(Detection material)
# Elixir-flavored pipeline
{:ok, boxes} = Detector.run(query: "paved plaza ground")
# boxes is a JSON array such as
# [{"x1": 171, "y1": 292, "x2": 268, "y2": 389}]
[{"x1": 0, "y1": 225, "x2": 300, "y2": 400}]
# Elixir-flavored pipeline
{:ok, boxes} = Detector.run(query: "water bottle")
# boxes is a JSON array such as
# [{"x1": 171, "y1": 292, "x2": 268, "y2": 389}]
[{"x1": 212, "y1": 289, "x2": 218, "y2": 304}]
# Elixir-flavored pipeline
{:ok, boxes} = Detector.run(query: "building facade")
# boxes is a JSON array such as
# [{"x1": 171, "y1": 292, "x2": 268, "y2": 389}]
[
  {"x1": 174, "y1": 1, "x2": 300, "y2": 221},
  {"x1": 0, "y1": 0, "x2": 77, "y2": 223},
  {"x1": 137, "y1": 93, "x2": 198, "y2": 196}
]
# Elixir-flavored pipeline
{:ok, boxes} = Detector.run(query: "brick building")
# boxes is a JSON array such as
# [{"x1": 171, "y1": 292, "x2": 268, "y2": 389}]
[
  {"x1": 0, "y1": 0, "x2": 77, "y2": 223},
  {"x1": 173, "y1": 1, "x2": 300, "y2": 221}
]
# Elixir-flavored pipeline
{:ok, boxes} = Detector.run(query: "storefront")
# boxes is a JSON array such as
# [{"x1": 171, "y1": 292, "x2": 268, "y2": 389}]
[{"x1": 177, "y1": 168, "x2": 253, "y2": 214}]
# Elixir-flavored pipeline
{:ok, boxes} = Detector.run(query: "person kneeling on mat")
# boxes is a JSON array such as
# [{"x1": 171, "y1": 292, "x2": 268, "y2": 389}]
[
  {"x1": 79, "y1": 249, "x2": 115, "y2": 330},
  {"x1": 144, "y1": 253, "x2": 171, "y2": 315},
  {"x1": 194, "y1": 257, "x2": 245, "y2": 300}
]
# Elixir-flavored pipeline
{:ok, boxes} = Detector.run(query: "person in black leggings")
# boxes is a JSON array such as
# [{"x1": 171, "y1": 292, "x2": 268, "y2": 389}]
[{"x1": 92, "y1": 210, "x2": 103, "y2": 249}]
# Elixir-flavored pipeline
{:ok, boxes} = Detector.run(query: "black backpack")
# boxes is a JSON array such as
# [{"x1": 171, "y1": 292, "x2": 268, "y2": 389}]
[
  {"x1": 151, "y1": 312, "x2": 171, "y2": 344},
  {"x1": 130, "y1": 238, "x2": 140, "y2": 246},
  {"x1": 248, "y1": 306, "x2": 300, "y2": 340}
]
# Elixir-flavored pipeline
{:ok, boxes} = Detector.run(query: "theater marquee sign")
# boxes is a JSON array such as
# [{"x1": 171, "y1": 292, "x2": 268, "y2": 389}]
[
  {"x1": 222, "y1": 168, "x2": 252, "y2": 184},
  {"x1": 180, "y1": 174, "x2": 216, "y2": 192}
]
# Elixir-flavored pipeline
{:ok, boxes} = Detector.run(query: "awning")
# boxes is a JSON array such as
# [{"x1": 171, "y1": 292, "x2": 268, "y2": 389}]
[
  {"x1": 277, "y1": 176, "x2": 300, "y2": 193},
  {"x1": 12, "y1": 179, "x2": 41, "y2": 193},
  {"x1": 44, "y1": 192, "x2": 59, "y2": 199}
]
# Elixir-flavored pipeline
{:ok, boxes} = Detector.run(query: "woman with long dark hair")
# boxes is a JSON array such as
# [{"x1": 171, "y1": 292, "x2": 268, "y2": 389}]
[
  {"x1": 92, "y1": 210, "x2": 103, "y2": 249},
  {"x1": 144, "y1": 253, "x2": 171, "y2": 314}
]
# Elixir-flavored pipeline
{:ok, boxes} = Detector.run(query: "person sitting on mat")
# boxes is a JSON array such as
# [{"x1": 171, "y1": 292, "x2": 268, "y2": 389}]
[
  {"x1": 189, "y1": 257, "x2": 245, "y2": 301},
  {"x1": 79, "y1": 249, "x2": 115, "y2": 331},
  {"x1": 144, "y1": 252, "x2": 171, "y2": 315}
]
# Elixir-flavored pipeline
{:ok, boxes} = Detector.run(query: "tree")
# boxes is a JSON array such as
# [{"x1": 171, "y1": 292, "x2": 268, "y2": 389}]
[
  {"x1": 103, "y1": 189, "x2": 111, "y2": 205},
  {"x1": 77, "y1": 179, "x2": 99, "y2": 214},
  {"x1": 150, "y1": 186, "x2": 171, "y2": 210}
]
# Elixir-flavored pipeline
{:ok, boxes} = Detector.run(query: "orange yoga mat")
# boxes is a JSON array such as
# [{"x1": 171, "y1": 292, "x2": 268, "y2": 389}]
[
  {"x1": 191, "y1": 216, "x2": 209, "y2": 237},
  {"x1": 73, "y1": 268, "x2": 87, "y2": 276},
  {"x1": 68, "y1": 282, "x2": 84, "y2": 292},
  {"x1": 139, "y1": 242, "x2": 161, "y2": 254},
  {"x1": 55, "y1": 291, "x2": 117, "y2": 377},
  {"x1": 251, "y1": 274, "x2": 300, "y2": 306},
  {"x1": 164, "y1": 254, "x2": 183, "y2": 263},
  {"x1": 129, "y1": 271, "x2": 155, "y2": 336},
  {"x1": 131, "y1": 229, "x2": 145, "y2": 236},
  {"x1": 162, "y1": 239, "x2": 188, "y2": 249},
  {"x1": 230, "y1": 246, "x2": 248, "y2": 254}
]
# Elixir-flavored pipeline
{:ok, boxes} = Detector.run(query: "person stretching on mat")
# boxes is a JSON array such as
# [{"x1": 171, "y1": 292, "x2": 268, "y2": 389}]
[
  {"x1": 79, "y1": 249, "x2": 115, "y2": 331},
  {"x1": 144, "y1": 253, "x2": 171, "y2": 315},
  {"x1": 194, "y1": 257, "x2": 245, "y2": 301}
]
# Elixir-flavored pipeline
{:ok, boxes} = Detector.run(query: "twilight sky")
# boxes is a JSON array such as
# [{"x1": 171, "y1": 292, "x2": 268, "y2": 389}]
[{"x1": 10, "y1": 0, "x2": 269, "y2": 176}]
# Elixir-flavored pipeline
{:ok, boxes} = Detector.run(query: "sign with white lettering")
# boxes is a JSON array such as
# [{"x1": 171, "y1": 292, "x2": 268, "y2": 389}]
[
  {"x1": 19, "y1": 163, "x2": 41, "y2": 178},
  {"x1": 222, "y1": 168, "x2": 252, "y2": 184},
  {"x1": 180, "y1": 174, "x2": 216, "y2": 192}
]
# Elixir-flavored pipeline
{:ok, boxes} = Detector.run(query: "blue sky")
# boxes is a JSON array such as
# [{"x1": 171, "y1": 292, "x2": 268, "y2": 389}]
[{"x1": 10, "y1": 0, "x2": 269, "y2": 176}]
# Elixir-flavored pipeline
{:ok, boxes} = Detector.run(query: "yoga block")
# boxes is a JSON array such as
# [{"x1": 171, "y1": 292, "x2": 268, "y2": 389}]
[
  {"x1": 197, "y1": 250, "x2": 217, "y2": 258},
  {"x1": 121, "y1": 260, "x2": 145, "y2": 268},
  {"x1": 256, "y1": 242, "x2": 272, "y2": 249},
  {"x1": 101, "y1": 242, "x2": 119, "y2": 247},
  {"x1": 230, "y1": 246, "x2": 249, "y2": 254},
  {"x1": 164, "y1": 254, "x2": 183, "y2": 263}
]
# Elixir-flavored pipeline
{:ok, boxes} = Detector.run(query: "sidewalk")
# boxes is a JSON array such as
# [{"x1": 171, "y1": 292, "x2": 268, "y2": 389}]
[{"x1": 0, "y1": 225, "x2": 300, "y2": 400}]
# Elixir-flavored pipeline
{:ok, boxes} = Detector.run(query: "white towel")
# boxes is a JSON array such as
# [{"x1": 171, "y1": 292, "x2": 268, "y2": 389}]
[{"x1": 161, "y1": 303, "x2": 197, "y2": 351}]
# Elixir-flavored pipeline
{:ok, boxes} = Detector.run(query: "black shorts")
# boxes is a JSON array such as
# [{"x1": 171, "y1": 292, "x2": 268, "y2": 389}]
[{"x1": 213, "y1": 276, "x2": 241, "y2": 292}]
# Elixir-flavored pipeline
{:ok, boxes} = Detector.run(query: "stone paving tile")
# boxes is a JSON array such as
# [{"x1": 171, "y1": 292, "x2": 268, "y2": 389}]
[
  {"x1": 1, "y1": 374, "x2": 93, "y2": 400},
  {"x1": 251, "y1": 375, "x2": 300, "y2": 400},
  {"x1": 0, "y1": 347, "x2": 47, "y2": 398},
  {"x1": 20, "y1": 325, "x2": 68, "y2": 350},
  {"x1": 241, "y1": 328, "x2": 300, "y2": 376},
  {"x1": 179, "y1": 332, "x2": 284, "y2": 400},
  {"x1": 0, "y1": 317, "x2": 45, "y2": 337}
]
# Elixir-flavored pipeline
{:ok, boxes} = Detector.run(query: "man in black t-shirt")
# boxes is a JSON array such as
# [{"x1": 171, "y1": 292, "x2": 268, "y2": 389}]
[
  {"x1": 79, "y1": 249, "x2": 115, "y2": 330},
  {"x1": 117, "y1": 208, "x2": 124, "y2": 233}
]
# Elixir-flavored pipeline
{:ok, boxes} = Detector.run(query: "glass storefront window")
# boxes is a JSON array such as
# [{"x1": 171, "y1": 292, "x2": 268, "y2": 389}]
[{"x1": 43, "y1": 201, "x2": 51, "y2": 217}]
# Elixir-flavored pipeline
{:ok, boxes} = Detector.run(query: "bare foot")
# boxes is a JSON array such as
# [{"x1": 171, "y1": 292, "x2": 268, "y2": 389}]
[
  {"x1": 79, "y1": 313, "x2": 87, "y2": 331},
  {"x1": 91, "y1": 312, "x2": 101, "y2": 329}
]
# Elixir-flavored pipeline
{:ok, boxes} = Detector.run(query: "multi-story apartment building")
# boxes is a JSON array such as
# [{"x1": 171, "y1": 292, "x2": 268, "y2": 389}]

TO BE DONE: Report how many lines in the material above contain the word "storefront". Give only the number.

COMPLETE OUTPUT: 2